Transcribe the records in full.
Provided entries section start
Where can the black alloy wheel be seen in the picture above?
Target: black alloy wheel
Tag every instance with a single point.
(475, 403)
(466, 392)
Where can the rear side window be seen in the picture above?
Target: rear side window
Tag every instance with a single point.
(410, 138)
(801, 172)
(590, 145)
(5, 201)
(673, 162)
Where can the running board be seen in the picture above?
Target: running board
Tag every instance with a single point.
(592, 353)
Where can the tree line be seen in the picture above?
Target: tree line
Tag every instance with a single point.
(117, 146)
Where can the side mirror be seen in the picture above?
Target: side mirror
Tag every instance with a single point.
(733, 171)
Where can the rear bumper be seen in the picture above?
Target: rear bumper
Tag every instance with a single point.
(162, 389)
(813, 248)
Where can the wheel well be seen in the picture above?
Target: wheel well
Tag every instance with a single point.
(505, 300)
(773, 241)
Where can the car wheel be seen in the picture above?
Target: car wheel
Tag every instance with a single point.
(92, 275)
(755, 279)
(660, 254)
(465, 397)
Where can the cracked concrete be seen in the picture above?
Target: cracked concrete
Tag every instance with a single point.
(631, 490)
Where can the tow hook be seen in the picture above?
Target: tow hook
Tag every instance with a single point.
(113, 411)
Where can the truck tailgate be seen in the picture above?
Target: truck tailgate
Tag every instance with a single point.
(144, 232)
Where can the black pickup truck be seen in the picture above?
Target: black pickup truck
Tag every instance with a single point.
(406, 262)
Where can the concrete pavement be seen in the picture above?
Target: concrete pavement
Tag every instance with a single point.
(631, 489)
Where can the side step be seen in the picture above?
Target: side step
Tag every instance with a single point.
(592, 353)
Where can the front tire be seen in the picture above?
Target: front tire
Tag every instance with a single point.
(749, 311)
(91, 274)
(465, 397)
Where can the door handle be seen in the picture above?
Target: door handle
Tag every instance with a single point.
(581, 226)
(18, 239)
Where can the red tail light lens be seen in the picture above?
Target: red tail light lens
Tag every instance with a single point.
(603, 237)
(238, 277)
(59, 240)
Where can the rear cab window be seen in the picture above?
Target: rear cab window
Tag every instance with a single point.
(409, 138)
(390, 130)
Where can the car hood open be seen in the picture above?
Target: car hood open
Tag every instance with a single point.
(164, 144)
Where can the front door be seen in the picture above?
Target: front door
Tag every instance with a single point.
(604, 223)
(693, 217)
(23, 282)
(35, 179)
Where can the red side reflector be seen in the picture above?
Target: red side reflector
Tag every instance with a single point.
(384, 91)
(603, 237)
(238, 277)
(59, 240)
Provided entries section end
**Task output**.
Where can the black alloy wheel be seen in the picture above?
Target: black alloy wheel
Tag every instance with a single point.
(475, 403)
(466, 392)
Where can the rear side window be seen in the picture above?
Target: rear side window
Tag every instance with a single point.
(410, 138)
(801, 172)
(590, 145)
(5, 201)
(673, 162)
Where can the running board be seen in the picture above?
Target: running board
Tag every instance with a single point.
(592, 353)
Where can the tree line be seen in the picture above?
Target: tree line
Tag every instance with a single point.
(117, 146)
Where can the side mirror be seen in the picture above?
Target: side mirror
Tag every instance with a single point.
(733, 171)
Where can the rear bumper be seen in the picture above?
Target: rear bumper
Tag every instance with a single point.
(162, 389)
(813, 248)
Where can the wheel well be seen in the picture above?
Target: wheel well
Tag every instance with a single point.
(505, 300)
(773, 241)
Where can the car wheel be seen in the picture above?
Target: car wheel
Tag every instance with a single point.
(92, 275)
(755, 279)
(660, 254)
(465, 397)
Where can the cracked concrete be seen in the picture above?
Target: cracked concrete
Tag every instance with a single point.
(631, 490)
Where can the tow hook be seen in the picture above?
Target: tow hook
Tag every instance with a single point.
(113, 411)
Where can the truck tailgate be seen in the picture above?
Target: truck tailgate
Tag every instance with a single point.
(144, 232)
Where can the black pickup truck be seen in the picture above?
Target: black pickup truck
Tag every instance with a single point.
(406, 262)
Where can the concrete pavement be seen in the picture above?
Target: concrete pavement
Tag every instance with a single point.
(631, 489)
Where can the side step be seen in the picture above?
Target: side step
Tag every instance with a single point.
(592, 353)
Where can the front tire be seen in the picture above?
Target: front tire
Tag every instance with a single point.
(749, 311)
(91, 274)
(465, 397)
Where can the door handle be seen in the picture above?
Target: door handle
Tag every instance with a single point.
(581, 226)
(18, 239)
Where can the red tail light lens be seen in the picture above?
Target: red tail light lens
Tag every instance with a single point.
(603, 237)
(238, 277)
(59, 240)
Where can the rear cab window be seen in the picture above?
Target: rear cab window
Tag every instance with a single point.
(409, 138)
(390, 130)
Where can the car hood open be seen in the picture above?
Target: car hood open
Tag every instance with a single point.
(164, 144)
Where can the front door be seen in the picture above?
Target: front door
Tag every instance with a single point.
(604, 223)
(693, 217)
(23, 282)
(35, 179)
Where can the red side reflector be seen in the picture above?
Target: red side reflector
Tag every instance with a single point.
(384, 91)
(603, 237)
(238, 277)
(59, 240)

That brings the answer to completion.